Мир Бродского не пытается казаться лучше – он пытается сказать о себе лучше. А это фундаментальная разница. Его ирония, довольно циничная, довольно насмешливое отношение и к себе, и к истории, и к сакральностям многим, – единственный способ спастись от избыточной патетики. И эта ирония тоже очень русская. «Русский мир» – это мир перешучивающихся перед казнью, это мир пересмеивающихся. В этом глубоко атеистическом мире есть другой бог – бог, который своих не выдаст. И потому довольно насмешливое, ироническое отношение к себе поощряется, русский бог пафоса не любит. Это бог, похожий несколько на Василия Теркина. Бродский и в «Любовной песни Иванова» развивает ту же цинически насмешливую традицию. И в большинстве его стихотворений, посвященных всякого рода абстракциям и отвлеченностям, проскальзывающая иногда горько-соленая шутка стоит дороже всего, как вот бриллиант на фольге.
Когда мы говорим о поэзии Евтушенко, о стратегии прямо противоположной, подчеркнем прежде всего, что советское – не продолжение русского, как многие думают, это альтернатива ему. Точно так же модерн является альтернативой архаике. Модернисты с Лениным во главе – это люди, которые испытывают проблемы с эмпатией, которые стремятся не к человечности, а к сверхчеловечности. Впрочем, культ будущего ничуть не лучше культа прошлого и ведет к таким же точно жертвам, а то и большим. Но если бы Россия не была модернистской страной, архаику Гитлера она бы не победила. Вторая мировая – это был именно бунт архаики, ее слепая месть модернизму.
Советский Союз тоже пал в результате бунта архаики. Советский Союз победили не те люди, которые мечтались когда-то диссидентам, не светлое поколение будущего.
....
Что нужно сделать =>
1 - Объясните в одном–трех предложениях, почему, согласно отрывку о Бродском и Евтушенко, Бродскому нужна его ирония.
2 - Напишите продолжение отрывка о Бродском и Евтушенко, начиная сразу после его последней фразы.
Приведенные дальше строки с отрывком никак не связаны.

Записи набора данных:
....
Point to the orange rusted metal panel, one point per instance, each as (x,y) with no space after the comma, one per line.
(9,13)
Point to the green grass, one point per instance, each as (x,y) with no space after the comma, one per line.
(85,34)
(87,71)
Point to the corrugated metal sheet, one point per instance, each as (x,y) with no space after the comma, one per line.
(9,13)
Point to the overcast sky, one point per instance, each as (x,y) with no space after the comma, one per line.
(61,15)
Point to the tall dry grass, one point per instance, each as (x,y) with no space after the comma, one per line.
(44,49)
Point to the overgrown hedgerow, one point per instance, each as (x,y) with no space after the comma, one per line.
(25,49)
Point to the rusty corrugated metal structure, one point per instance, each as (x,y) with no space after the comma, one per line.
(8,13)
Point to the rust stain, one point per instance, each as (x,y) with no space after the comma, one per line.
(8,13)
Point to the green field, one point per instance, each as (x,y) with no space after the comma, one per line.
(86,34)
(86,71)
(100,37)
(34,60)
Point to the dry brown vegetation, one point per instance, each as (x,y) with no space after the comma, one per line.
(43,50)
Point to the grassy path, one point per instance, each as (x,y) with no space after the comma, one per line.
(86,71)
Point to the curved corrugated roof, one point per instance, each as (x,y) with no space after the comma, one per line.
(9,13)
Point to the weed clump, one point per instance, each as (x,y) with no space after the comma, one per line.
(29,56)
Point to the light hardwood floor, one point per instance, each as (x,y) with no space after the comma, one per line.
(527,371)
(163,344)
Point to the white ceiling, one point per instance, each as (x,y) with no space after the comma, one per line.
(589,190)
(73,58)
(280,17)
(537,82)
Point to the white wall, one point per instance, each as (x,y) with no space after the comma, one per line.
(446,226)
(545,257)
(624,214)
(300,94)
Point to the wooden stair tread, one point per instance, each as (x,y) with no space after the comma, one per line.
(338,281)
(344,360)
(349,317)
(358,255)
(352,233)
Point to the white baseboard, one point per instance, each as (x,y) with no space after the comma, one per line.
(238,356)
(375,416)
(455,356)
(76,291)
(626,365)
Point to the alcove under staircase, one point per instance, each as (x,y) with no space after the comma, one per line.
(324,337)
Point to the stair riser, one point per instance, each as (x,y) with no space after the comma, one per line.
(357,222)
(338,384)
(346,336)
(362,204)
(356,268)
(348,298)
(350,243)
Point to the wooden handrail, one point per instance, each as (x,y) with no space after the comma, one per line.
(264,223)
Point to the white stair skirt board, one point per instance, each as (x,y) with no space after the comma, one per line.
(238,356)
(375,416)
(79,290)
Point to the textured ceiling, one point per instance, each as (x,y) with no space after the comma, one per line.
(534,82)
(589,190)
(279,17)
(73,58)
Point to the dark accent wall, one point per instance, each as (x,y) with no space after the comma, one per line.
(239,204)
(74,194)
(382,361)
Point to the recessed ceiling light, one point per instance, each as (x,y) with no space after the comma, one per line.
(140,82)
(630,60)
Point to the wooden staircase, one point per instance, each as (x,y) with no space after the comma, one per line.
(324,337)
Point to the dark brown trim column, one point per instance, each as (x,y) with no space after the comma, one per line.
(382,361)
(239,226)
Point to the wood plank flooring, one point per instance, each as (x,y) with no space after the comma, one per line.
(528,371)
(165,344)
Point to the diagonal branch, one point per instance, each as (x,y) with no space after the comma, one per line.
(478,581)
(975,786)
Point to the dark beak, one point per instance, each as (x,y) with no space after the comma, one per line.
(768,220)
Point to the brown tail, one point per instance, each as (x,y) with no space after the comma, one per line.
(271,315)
....
Ожидаемые ответы =>
1 - Ирония Бродского — довольно циничное и насмешливое отношение к себе, к истории и ко многим святыням. Для него это единственный способ спастись от избыточной патетики.

2 -
Запоздалая победа двух главных постсоветских авторов 1990-х годов (посмертная в обоих случаях) – победа Довлатова и Бродского – это в огромной степени победа энтропии, а вовсе не победа каких-то новых светлых горизонтов. Да, Бродский писал стихи, безусловно, лучше, чем большинство советских поэтов. Но то, что он вкладывал в свои стихи, было не то что антисоветским, а досоветским, внесоветским.
Что касается Евтушенко, то это типичный человек модерна и истинный представитель того квазикоммунистического будущего, которое рисовалось шестидесятникам. Это мир счастливого человека, а счастливая лирика всегда находится в слабой позиции по отношению к лирике мрачной. Тот, кто все время страдает от несовершенства мира, тот, кто все время пребывает в положении трагически мучающегося одиночки, тот, конечно, звучит гораздо эффектнее.
Тут есть только одно «но», которое большинству авторов не приходит в голову. Когда личной карьерой, продвижением себя, саморекламой занимается счастливый человек, в этом нет большого диссонанса – ну, пошлость и пошлость. А вот когда болезненную заботу о своей карьере проявляет трагически отчаявшийся одиночка, здесь есть некий когнитивный диссонанс. Или ты римская статуя, или ты оттираешь локтями всех своих конкурентов в диапазоне от Василия Аксенова до Саши Соколова. Или ты занимаешься трагическим осмыслением мироздания, или делаешь литературную карьеру, и делаешь очень недвусмысленно, за что Евгений Рейн, обыгрывая пушкинское «В багрец и в золото одетые леса», называл Бродского «в багрец и золото одетая Лиса».